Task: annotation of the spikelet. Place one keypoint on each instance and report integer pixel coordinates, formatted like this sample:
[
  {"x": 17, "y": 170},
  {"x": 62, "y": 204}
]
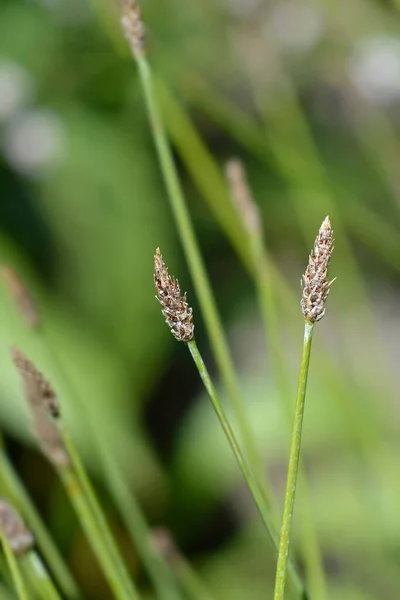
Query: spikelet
+ + + +
About this exercise :: Repeat the entries exactly and keep the pictures out of the copy.

Your response ::
Task: annotation of the spikelet. Place one keypoint on each instance and report integer pixel coordinates, formatted like this sample:
[
  {"x": 17, "y": 170},
  {"x": 62, "y": 204}
]
Query: spikelet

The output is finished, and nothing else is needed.